§ **PASSAGE GIVEN**
================
Opinion
Case No.: 3:15-cv-02145-H-NLS
08-03-2017
ANDREW HARRY DEGROOT, and TERESA DEGROOT Plaintiffs, v. UNITED STATES OF AMERICA, Defendant.
ORDER DENYING MOTION FOR DEFAULT JUDGMENT
[Doc. No. 38]
On September 25, 2015, Plaintiffs Andrew Harry DeGroot and Teresa DeGroot ("Plaintiffs") filed an action in the Southern District of California against Border Patrol Agents Dustin Blatchley, Luis Gutierrez, Romel Madlangbayan, Edwin Mendivil, Enrique Penagos, Alberto Vallina, and the United States of America. (Doc. No. 1.) On February 16, 2016, Plaintiffs filed a First Amended Complaint ("FAC"), only asserting claims against Defendants Enrique Penagos and the United States of America ("Defendants"), alleging excessive force and failure to supervise under Bivens, assault and battery, intentional infliction of emotional distress, negligence, negligent infliction of emotional distress, violation of the Unruh Act, false arrest and imprisonment, and civil conspiracy. (Doc. No. 4.) On April 13, 2016, Defendants filed a motion to dismiss Plaintiffs' FAC. (Doc. No. 11.) On June 17, 2016, this Court granted Defendants' motion in part and dismissed both Bivens claims as time-barred. (Doc. No. 17.) The Court also dismissed Plaintiffs' Unrah Act claim and civil conspiracy claims. (Id.) The Court also dismissed all claims against defendant Penagos, substituting the United States ("Defendant") in his place. (Id.) On July 20, 2016, Defendant filed an answer to Plaintiffs' FAC. (Doc. No. 18.)
================
§ **STATED PROBLEM 1**
Condense the paragraph of the court order that begins "On September 25, 2015" into a short bulleted list that keeps its main facts.

§ **RECORD EXTRACTS**
================
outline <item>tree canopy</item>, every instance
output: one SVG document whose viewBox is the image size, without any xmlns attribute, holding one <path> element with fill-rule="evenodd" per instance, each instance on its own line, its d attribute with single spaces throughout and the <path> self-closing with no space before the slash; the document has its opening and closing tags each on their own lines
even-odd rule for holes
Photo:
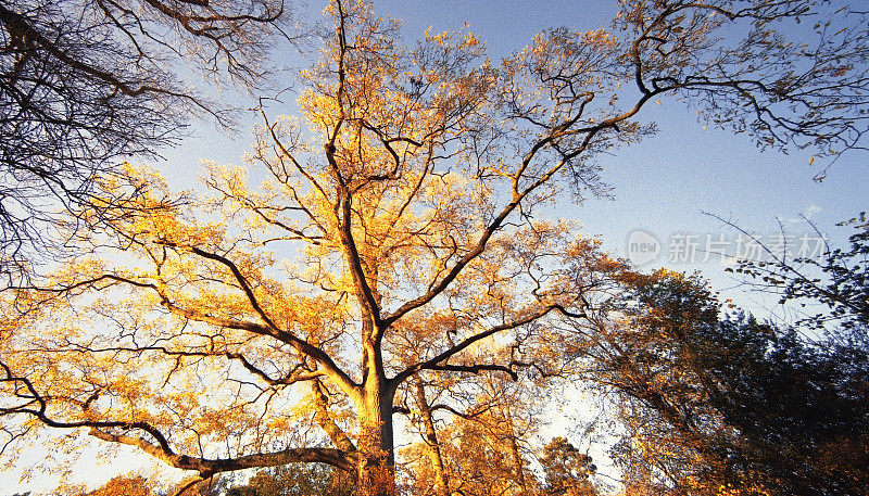
<svg viewBox="0 0 869 496">
<path fill-rule="evenodd" d="M 469 416 L 487 391 L 473 378 L 542 389 L 600 349 L 596 380 L 685 441 L 662 445 L 727 461 L 707 436 L 726 412 L 705 404 L 711 372 L 676 353 L 717 326 L 709 296 L 626 269 L 543 206 L 600 191 L 595 157 L 652 135 L 640 119 L 665 94 L 761 147 L 861 147 L 867 20 L 805 1 L 620 9 L 612 29 L 552 29 L 494 63 L 469 31 L 407 43 L 370 4 L 329 2 L 300 115 L 261 109 L 244 167 L 209 164 L 205 191 L 184 194 L 154 170 L 96 176 L 76 218 L 116 198 L 123 214 L 73 219 L 78 256 L 0 294 L 3 432 L 87 432 L 198 480 L 326 463 L 391 495 L 398 398 L 421 391 L 425 422 L 425 381 L 470 396 L 444 399 Z M 796 22 L 818 38 L 794 44 Z M 516 432 L 509 408 L 481 410 Z M 501 465 L 521 494 L 516 437 Z M 553 487 L 584 460 L 558 449 Z"/>
<path fill-rule="evenodd" d="M 3 2 L 0 274 L 56 242 L 56 212 L 123 180 L 123 160 L 178 143 L 191 114 L 228 124 L 226 105 L 179 73 L 262 86 L 286 14 L 272 0 Z"/>
</svg>

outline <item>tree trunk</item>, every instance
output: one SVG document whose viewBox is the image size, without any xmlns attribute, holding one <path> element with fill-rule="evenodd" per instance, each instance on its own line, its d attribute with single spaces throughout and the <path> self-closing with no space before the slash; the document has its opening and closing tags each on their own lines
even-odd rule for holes
<svg viewBox="0 0 869 496">
<path fill-rule="evenodd" d="M 431 407 L 426 399 L 426 390 L 423 380 L 416 378 L 416 400 L 423 417 L 423 425 L 426 428 L 426 445 L 431 467 L 434 470 L 434 494 L 436 496 L 449 496 L 450 483 L 446 480 L 446 471 L 443 468 L 441 447 L 438 444 L 438 433 L 434 431 L 434 421 L 431 418 Z"/>
<path fill-rule="evenodd" d="M 360 398 L 357 496 L 395 496 L 395 457 L 392 446 L 392 396 L 380 384 L 366 384 Z"/>
</svg>

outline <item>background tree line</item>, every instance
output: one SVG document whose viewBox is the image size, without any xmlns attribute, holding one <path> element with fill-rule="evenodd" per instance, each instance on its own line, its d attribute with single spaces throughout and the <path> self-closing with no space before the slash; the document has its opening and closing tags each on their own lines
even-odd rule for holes
<svg viewBox="0 0 869 496">
<path fill-rule="evenodd" d="M 164 59 L 256 82 L 282 5 L 70 7 L 0 7 L 4 456 L 52 429 L 190 471 L 178 494 L 245 469 L 217 487 L 593 494 L 593 460 L 564 437 L 531 463 L 539 398 L 581 382 L 612 398 L 629 494 L 861 491 L 865 218 L 820 279 L 740 267 L 830 308 L 813 342 L 803 322 L 722 316 L 698 278 L 638 272 L 542 212 L 601 192 L 595 156 L 650 138 L 664 96 L 763 148 L 861 148 L 865 12 L 626 1 L 609 29 L 552 29 L 495 64 L 468 31 L 406 43 L 370 4 L 331 1 L 299 117 L 261 105 L 249 163 L 178 194 L 122 162 L 191 111 L 221 116 Z M 811 43 L 794 43 L 802 23 Z M 75 257 L 22 251 L 32 221 Z M 423 440 L 402 452 L 398 415 Z"/>
</svg>

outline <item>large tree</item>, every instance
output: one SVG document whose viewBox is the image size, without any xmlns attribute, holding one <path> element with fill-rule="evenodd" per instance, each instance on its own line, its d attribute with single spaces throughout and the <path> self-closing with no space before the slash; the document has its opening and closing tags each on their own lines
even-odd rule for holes
<svg viewBox="0 0 869 496">
<path fill-rule="evenodd" d="M 286 17 L 280 0 L 0 4 L 0 275 L 56 241 L 56 212 L 123 178 L 125 158 L 177 143 L 191 114 L 228 124 L 178 73 L 261 85 Z"/>
<path fill-rule="evenodd" d="M 5 432 L 86 430 L 200 479 L 322 462 L 394 494 L 408 380 L 558 373 L 596 328 L 620 264 L 538 216 L 597 191 L 594 157 L 652 133 L 646 105 L 676 94 L 763 145 L 861 144 L 866 20 L 813 9 L 625 1 L 612 30 L 493 64 L 469 33 L 408 46 L 330 2 L 301 115 L 264 110 L 247 167 L 210 166 L 182 202 L 156 173 L 127 173 L 135 195 L 101 180 L 93 215 L 126 195 L 124 215 L 2 294 Z M 796 21 L 817 39 L 791 42 Z"/>
</svg>

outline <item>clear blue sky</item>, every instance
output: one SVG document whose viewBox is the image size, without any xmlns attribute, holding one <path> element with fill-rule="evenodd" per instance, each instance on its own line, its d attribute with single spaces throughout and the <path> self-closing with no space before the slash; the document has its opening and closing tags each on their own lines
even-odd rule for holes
================
§ **STATED PROBLEM 2**
Output the lines of the entries as a JSON list of strings, one string per line with blank lines left out. Start at the line with "outline <item>large tree</item>, every" and continue through the last line of the entries, including both ends.

§ **WRITTEN RESPONSE 1**
- September 25, 2015: Andrew Harry DeGroot and Teresa DeGroot sued six Border Patrol agents and the United States in the Southern District of California.
- February 16, 2016: They filed a First Amended Complaint against only Enrique Penagos and the United States. It alleged excessive force and failure to supervise under Bivens, assault and battery, intentional infliction of emotional distress, negligence, negligent infliction of emotional distress, an Unruh Act violation, false arrest and imprisonment, and civil conspiracy.
- April 13, 2016: The defendants moved to dismiss.
- June 17, 2016: The Court granted the motion in part. It dismissed both Bivens claims as time-barred, along with the Unruh Act and civil conspiracy claims. It also dismissed all claims against Penagos and substituted the United States in his place.
- July 20, 2016: The United States filed an answer to the amended complaint.

§ **WRITTEN RESPONSE 2**
[
  "outline <item>large tree</item>, every instance",
  "output: one SVG document whose viewBox is the image size, without any xmlns attribute, holding one <path> element with fill-rule=\"evenodd\" per instance, each instance on its own line, its d attribute with single spaces throughout and the <path> self-closing with no space before the slash; the document has its opening and closing tags each on their own lines",
  "even-odd rule for holes",
  "<svg viewBox=\"0 0 869 496\">",
  "<path fill-rule=\"evenodd\" d=\"M 286 17 L 280 0 L 0 4 L 0 275 L 56 241 L 56 212 L 123 178 L 125 158 L 177 143 L 191 114 L 228 124 L 178 73 L 261 85 Z\"/>",
  "<path fill-rule=\"evenodd\" d=\"M 5 432 L 86 430 L 200 479 L 322 462 L 394 494 L 408 380 L 558 373 L 596 328 L 620 264 L 538 216 L 597 191 L 594 157 L 652 133 L 646 105 L 676 94 L 763 145 L 861 144 L 866 20 L 813 9 L 625 1 L 612 30 L 493 64 L 469 33 L 408 46 L 330 2 L 301 115 L 264 110 L 247 167 L 210 166 L 182 202 L 156 173 L 127 173 L 135 195 L 101 180 L 93 215 L 126 195 L 124 215 L 2 294 Z M 796 21 L 817 39 L 791 42 Z\"/>",
  "</svg>",
  "outline <item>clear blue sky</item>, every instance",
  "output: one SVG document whose viewBox is the image size, without any xmlns attribute, holding one <path> element with fill-rule=\"evenodd\" per instance, each instance on its own line, its d attribute with single spaces throughout and the <path> self-closing with no space before the slash; the document has its opening and closing tags each on their own lines",
  "even-odd rule for holes"
]